> **Task to carry out**
Output the material below in its entirety, exactly as given.

> **Provided data**
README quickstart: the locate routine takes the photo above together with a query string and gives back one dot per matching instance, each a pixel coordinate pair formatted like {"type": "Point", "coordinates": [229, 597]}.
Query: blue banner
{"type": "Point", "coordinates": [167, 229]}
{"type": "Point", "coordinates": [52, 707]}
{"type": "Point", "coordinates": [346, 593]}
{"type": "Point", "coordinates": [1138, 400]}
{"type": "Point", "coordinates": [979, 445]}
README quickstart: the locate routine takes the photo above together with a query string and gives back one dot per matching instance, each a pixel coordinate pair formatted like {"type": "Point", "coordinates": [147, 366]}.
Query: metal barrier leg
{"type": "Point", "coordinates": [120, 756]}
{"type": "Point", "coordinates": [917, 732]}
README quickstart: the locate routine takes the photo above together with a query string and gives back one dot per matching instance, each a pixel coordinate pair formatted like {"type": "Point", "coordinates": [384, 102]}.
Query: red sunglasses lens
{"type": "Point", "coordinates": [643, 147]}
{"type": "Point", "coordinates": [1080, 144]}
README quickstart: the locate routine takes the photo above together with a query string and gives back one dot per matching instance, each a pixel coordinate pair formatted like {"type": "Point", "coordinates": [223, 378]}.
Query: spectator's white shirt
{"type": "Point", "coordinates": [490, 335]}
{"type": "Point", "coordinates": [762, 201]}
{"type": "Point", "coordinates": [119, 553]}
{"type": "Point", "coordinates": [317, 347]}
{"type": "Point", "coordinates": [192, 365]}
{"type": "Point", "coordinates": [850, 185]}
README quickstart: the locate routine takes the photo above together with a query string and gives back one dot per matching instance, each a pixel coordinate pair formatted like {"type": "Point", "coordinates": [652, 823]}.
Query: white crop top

> **Result below**
README quickstart: the locate routine takes the photo above together with a query string and gives back one dot per matching instance, each a pixel coordinate pair formatted like {"type": "Point", "coordinates": [229, 597]}.
Query: blue banner
{"type": "Point", "coordinates": [167, 229]}
{"type": "Point", "coordinates": [52, 707]}
{"type": "Point", "coordinates": [346, 593]}
{"type": "Point", "coordinates": [1138, 400]}
{"type": "Point", "coordinates": [979, 445]}
README quickstart: the locate routine takes the photo above together with a query string and gives back one dot per matching instance, each a pixel coordinate pair formatted like {"type": "Point", "coordinates": [147, 366]}.
Query: metal barrier leg
{"type": "Point", "coordinates": [120, 756]}
{"type": "Point", "coordinates": [917, 732]}
README quickstart: the locate routine takes the photo above together with a query string and gives back one dot per matching instance, each a pixel coordinate pair formatted like {"type": "Point", "coordinates": [384, 102]}.
Query: red sunglasses lens
{"type": "Point", "coordinates": [643, 147]}
{"type": "Point", "coordinates": [1080, 144]}
README quickstart: the locate routine takes the photo above together with a query string and gives back one dot per matching instance, each a pixel coordinate pair formatted like {"type": "Point", "coordinates": [223, 378]}.
Query: spectator's white shirt
{"type": "Point", "coordinates": [490, 335]}
{"type": "Point", "coordinates": [762, 201]}
{"type": "Point", "coordinates": [119, 553]}
{"type": "Point", "coordinates": [317, 347]}
{"type": "Point", "coordinates": [192, 365]}
{"type": "Point", "coordinates": [850, 185]}
README quickstart: the locate routine takes the photo above together with a query string and gives back one dot per matching instance, each a pixel coordinate pair formatted like {"type": "Point", "coordinates": [652, 823]}.
Query: white crop top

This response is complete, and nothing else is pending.